Point localization data:
# # # #

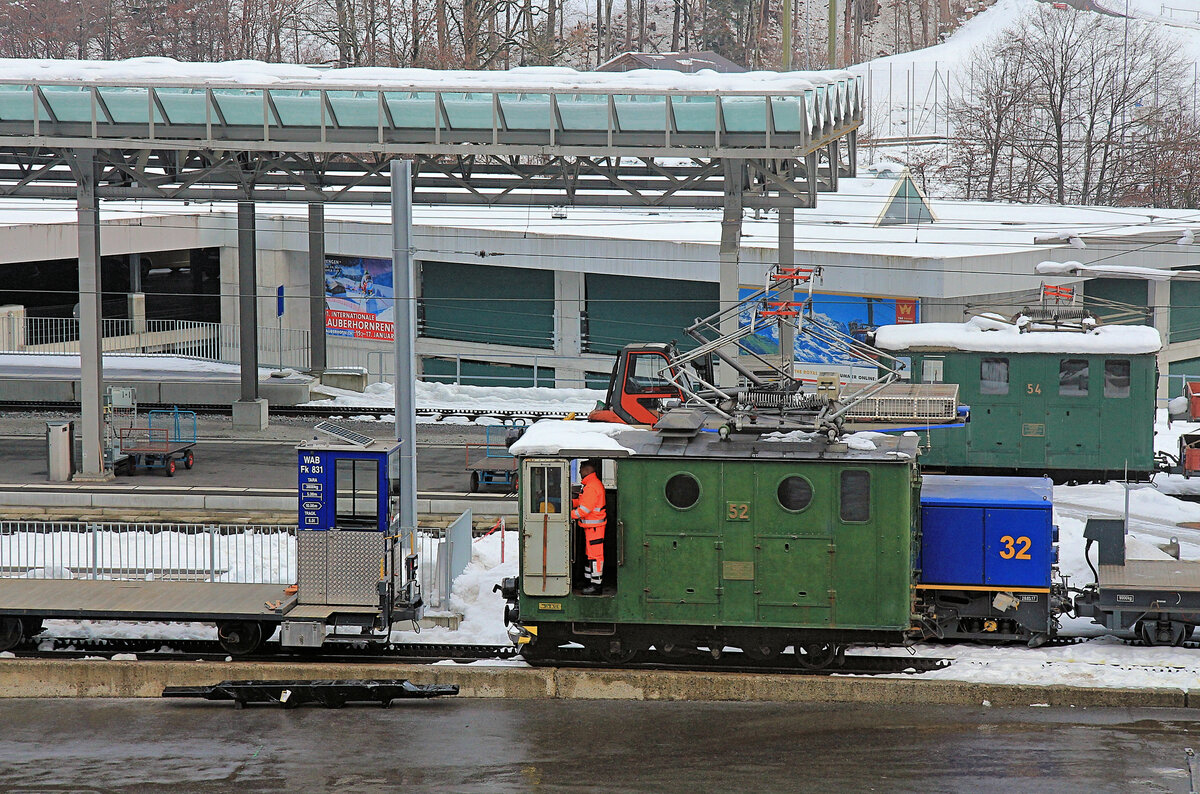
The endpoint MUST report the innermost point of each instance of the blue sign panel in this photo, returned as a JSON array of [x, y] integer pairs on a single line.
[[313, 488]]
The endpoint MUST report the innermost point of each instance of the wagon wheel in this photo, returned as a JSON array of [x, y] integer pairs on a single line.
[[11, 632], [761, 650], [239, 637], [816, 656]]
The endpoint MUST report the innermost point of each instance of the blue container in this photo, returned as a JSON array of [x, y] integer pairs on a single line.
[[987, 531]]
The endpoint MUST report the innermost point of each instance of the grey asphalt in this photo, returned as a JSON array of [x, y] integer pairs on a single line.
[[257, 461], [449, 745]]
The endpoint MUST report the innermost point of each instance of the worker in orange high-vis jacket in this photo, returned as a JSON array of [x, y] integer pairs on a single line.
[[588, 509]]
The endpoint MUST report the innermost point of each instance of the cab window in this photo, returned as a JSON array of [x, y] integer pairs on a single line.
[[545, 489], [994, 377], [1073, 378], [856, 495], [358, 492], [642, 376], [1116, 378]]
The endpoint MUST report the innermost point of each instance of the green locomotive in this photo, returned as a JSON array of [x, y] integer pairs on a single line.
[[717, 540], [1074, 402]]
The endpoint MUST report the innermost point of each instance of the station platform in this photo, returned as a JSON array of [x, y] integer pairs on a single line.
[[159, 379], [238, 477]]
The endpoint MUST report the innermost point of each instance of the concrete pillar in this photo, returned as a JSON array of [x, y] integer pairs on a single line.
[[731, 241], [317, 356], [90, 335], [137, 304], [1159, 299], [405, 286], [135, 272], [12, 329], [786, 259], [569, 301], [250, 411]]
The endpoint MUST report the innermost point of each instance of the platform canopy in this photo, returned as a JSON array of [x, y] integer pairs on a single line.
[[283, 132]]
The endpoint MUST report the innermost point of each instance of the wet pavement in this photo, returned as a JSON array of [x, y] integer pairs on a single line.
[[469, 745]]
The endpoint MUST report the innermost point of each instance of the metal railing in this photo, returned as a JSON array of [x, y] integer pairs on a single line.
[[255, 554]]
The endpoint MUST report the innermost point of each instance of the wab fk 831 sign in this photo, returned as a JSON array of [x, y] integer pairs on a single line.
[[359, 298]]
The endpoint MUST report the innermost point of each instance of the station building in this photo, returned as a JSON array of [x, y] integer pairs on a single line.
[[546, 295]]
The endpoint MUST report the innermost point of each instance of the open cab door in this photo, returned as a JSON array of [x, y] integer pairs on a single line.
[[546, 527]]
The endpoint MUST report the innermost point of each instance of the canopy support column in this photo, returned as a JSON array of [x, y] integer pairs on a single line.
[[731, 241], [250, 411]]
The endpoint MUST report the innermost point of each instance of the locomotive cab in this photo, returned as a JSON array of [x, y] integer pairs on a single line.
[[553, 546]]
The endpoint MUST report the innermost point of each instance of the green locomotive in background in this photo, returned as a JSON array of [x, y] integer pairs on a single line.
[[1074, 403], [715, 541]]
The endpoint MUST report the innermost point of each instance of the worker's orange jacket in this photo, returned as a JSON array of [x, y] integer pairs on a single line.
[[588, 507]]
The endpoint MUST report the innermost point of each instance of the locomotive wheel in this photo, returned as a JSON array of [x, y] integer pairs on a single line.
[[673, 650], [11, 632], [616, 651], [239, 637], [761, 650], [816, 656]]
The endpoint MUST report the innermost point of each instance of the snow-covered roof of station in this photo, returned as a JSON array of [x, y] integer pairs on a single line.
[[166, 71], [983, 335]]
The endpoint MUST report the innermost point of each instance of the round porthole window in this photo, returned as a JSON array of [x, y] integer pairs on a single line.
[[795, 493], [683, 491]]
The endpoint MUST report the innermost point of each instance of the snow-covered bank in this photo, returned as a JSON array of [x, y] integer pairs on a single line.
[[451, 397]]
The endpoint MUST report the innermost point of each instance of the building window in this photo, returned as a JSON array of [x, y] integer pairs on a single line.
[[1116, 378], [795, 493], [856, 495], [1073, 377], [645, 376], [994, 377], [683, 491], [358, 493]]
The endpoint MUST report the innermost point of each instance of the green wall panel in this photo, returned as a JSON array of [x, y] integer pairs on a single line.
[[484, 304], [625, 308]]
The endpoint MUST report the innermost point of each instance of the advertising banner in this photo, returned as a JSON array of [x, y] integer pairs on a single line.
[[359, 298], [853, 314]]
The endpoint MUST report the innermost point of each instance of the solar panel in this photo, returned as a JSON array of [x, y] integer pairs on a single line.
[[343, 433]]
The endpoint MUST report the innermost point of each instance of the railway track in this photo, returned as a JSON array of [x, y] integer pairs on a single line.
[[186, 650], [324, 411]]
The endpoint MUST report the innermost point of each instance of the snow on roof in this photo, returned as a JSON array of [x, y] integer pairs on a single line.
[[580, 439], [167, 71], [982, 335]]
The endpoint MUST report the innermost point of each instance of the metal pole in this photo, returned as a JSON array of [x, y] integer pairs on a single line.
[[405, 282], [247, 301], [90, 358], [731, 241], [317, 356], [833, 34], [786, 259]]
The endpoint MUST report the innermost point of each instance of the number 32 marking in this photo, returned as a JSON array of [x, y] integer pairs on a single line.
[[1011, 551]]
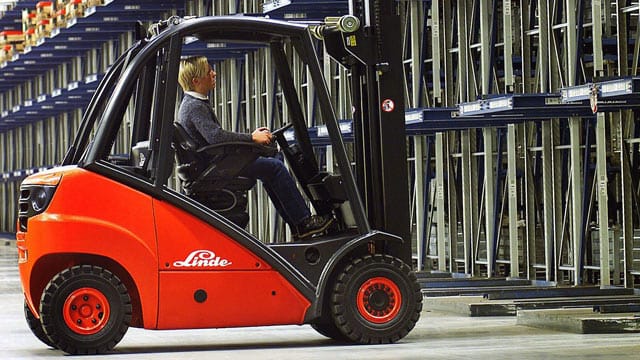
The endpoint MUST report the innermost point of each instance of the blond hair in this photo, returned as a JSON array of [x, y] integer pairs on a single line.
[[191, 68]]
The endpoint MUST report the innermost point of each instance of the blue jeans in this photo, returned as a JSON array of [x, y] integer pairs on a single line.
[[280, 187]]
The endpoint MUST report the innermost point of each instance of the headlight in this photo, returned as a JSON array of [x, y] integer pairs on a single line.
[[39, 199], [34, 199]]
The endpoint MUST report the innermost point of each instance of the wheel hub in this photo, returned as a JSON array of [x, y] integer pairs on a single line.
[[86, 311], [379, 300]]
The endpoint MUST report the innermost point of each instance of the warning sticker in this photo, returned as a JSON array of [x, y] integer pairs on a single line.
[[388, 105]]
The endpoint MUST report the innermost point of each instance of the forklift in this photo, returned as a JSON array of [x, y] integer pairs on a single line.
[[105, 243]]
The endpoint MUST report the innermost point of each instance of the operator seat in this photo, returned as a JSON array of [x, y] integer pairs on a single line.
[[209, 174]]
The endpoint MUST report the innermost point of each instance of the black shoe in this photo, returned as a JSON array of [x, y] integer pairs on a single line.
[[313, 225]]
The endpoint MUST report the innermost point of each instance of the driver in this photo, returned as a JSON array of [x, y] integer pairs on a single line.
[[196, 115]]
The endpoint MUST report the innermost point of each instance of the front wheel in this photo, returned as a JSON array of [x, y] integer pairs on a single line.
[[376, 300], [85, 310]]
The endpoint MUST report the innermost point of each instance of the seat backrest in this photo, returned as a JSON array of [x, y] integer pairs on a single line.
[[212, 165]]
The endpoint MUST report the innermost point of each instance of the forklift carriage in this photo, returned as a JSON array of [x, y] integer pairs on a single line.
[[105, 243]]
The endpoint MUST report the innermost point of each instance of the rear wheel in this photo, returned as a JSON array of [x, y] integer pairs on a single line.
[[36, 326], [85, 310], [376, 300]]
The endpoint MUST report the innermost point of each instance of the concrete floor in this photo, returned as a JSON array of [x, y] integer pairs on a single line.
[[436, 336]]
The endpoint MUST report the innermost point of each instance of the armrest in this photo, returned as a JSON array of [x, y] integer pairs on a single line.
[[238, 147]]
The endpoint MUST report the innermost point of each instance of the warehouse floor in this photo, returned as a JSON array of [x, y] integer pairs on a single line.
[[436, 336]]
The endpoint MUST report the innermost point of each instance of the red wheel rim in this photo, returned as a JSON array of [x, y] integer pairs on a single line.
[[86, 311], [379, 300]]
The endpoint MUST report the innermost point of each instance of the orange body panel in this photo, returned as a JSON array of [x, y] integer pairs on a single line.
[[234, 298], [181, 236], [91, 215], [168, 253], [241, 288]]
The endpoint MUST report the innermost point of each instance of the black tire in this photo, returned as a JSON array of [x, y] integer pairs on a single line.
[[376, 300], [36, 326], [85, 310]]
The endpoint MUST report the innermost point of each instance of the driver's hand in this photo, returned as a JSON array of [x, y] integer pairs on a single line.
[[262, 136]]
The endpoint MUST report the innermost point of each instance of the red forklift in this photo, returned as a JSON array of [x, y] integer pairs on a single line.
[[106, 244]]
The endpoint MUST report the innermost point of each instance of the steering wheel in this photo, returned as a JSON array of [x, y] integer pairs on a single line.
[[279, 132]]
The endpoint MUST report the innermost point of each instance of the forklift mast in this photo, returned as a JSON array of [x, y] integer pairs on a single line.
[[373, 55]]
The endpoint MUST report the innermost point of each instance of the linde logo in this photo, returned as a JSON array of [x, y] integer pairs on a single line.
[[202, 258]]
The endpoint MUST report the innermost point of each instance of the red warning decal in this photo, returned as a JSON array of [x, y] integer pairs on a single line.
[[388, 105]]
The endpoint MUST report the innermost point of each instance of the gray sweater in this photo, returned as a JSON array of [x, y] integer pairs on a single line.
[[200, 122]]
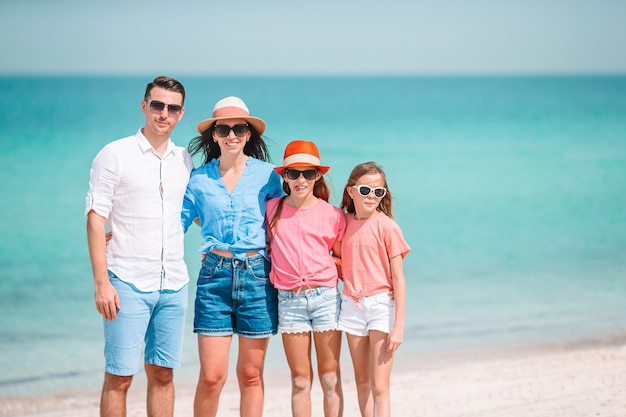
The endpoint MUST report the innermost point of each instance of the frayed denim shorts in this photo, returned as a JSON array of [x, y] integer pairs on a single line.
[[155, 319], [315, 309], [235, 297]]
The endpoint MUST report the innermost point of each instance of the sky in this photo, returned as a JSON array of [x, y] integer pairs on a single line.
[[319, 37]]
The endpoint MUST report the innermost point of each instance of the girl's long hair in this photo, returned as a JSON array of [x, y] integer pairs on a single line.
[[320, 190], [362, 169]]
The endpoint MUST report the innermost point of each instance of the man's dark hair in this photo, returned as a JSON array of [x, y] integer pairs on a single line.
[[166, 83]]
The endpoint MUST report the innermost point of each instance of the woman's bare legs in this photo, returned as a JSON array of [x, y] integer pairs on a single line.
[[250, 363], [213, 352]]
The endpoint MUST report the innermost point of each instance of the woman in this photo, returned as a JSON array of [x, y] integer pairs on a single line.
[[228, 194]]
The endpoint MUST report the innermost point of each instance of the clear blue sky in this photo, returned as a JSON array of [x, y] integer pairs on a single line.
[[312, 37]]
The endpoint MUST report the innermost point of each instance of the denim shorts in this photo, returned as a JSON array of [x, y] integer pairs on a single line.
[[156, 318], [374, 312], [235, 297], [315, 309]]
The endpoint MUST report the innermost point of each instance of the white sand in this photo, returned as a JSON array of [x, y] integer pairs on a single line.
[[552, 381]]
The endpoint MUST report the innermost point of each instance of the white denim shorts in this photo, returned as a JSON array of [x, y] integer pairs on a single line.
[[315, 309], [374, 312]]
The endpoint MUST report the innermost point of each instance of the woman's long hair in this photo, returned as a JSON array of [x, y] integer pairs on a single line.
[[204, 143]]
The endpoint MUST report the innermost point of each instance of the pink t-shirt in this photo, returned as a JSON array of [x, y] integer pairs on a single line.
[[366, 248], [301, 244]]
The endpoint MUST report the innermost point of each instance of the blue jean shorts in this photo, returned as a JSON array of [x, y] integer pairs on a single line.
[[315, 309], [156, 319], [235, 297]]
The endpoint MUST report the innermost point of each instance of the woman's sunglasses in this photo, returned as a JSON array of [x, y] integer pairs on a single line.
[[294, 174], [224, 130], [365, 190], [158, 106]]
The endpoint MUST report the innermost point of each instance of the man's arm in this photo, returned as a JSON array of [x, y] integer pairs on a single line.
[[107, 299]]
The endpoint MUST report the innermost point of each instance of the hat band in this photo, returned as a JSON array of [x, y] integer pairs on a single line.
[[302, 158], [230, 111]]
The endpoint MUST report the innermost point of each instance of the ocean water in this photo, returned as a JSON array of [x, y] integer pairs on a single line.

# # # #

*HOW TO COMPLETE THIS TASK*
With the line containing "the hat band" as the first, output each line through the final line of the entries above, exactly.

*COMPLETED EXERCISE*
The endpoint MUST report the innermost point of each instance of the hat band in this photo, returned as a JSON array of [x, y] integer pairs on a single line.
[[302, 158], [230, 111]]
The endpoint MUST report the innermost point of each instance of the ocean water in this photo, returned as a JSON array of [x, y] integer pairs on a single line.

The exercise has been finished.